• **REQUIRED WORK**
Please reproduce the lines of the listing below that fall between the line holding "Target — tree foliage." and the line holding "(243, 1153)", inclusive, word for word.

• **TASK MATERIAL**
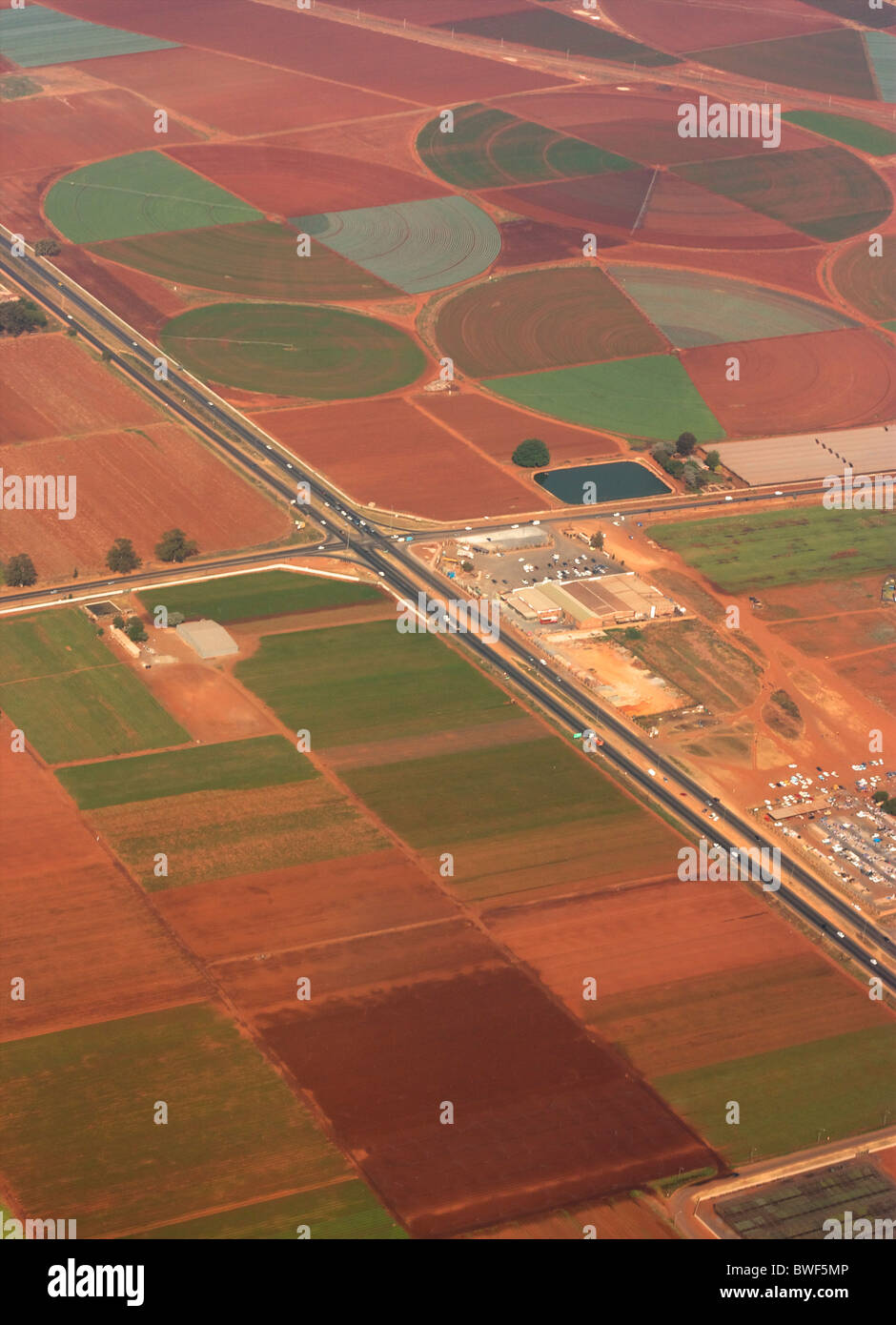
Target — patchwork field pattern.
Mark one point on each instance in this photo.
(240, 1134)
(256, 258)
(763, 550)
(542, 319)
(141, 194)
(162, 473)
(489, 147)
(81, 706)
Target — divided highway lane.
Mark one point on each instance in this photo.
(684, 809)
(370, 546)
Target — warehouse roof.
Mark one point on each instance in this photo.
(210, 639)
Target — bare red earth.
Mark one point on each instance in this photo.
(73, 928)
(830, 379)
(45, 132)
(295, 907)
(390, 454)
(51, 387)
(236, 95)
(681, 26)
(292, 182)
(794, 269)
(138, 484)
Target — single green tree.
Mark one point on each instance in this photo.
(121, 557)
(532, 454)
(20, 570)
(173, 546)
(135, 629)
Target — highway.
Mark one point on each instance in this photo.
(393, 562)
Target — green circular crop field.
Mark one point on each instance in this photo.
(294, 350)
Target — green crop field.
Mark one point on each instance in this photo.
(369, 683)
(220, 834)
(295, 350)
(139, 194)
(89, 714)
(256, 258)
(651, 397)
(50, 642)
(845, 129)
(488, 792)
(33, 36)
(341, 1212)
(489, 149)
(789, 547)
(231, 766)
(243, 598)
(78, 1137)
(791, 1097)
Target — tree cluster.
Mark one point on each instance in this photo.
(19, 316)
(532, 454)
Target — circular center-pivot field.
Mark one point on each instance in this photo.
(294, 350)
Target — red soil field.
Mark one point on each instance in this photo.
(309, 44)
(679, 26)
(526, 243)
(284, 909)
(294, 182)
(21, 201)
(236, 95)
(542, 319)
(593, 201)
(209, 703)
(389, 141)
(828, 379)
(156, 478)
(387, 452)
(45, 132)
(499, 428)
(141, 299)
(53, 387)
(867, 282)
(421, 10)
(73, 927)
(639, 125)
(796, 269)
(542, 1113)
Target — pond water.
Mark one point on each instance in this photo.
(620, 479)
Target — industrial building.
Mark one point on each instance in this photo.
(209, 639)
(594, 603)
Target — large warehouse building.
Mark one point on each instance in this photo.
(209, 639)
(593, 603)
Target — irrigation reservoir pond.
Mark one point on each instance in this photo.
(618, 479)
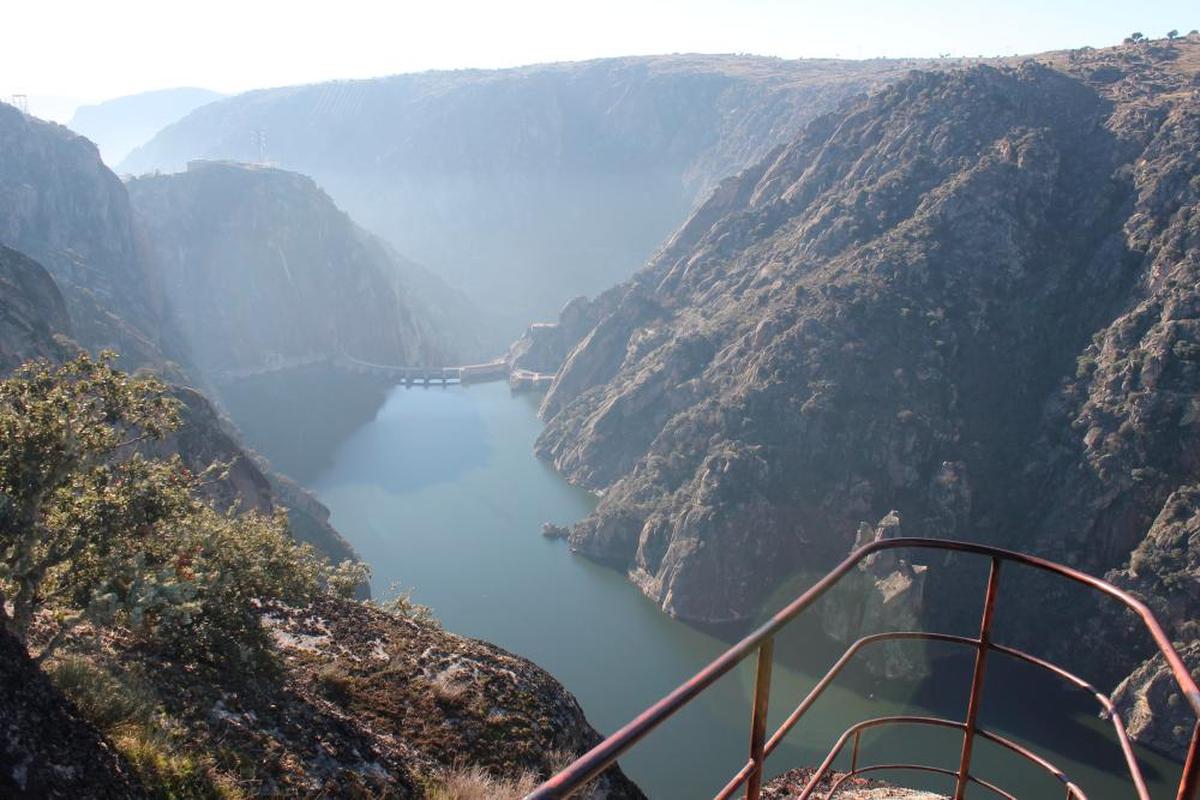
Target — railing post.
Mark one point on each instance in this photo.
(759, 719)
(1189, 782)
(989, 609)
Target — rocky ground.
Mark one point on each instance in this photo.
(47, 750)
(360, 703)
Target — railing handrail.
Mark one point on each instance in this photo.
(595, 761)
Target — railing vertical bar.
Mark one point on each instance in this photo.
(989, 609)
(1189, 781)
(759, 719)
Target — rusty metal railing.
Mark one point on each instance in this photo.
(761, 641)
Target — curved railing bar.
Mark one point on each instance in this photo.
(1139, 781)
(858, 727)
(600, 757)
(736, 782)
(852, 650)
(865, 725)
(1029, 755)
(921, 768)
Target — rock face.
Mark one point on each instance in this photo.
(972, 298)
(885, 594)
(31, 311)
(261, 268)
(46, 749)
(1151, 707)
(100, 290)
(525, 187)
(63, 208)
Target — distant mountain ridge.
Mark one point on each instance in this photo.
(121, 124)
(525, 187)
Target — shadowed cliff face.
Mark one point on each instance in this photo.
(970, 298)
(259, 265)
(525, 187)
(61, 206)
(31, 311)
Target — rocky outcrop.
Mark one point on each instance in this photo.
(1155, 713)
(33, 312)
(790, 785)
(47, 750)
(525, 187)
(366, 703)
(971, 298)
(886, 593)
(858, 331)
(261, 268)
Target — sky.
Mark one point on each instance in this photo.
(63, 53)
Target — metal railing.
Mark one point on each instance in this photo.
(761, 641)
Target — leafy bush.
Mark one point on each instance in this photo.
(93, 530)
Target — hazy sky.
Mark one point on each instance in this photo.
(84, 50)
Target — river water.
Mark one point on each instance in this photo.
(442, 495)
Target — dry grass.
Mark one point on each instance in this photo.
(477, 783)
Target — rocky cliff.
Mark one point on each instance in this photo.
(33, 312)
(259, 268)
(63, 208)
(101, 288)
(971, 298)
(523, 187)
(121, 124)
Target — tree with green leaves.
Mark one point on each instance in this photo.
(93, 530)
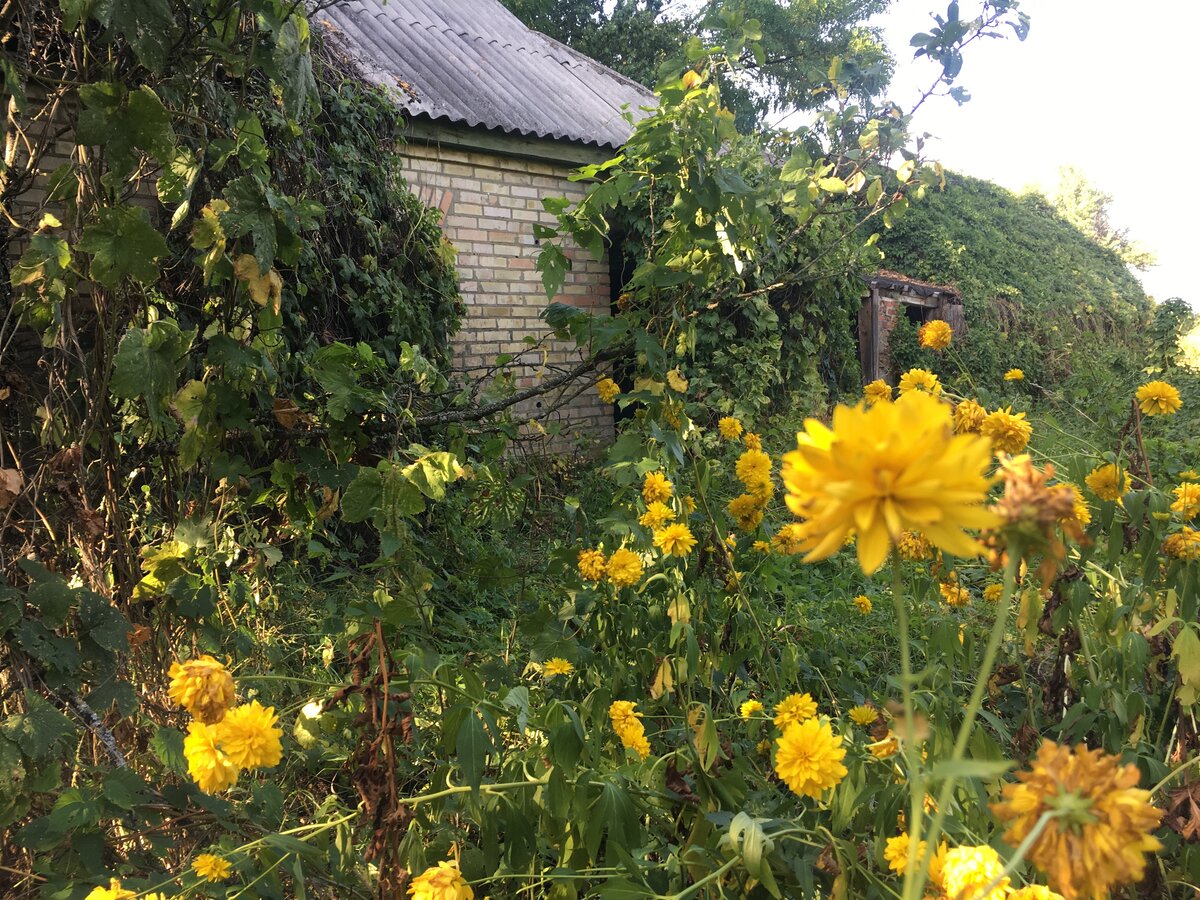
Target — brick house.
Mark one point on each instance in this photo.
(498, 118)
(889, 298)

--

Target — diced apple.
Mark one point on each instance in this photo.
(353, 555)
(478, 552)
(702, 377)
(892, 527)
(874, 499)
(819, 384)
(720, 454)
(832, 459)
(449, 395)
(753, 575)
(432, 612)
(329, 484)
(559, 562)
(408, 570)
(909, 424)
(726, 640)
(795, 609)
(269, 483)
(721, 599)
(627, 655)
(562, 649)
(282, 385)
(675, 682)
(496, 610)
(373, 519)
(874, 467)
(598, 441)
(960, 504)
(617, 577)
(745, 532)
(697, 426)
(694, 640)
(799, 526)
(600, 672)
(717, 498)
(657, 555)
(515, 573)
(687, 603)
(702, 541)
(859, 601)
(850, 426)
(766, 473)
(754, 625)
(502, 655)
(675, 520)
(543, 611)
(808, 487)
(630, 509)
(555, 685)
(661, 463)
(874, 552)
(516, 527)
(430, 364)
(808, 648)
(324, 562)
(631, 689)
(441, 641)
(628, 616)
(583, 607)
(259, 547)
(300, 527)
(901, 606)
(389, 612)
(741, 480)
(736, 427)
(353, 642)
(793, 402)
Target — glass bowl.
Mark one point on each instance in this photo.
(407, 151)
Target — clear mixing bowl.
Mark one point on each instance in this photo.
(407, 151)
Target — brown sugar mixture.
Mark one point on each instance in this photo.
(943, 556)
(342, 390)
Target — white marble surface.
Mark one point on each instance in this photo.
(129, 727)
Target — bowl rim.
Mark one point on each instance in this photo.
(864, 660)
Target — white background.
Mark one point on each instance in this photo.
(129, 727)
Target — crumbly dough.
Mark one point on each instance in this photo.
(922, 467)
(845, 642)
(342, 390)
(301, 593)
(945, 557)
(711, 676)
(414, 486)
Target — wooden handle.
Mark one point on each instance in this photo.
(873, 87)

...

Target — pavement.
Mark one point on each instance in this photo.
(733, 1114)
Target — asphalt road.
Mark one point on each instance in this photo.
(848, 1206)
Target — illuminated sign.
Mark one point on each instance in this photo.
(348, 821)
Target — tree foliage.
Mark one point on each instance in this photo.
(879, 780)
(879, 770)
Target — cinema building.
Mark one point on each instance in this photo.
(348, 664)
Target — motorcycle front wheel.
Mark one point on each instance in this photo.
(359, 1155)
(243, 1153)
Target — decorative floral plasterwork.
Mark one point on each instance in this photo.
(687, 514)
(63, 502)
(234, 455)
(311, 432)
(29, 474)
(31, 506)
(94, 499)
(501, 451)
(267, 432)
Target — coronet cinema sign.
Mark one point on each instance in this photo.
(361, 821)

• **ANSWER FOR THIS EXERCISE**
Target — tree foliage.
Mark one point on each instance in this photo.
(879, 780)
(879, 770)
Target — cinema building.
Mark one point on each instance in this photo.
(348, 664)
Target — motorcycle front wheel.
Mark one point on each instance in this photo.
(359, 1155)
(243, 1153)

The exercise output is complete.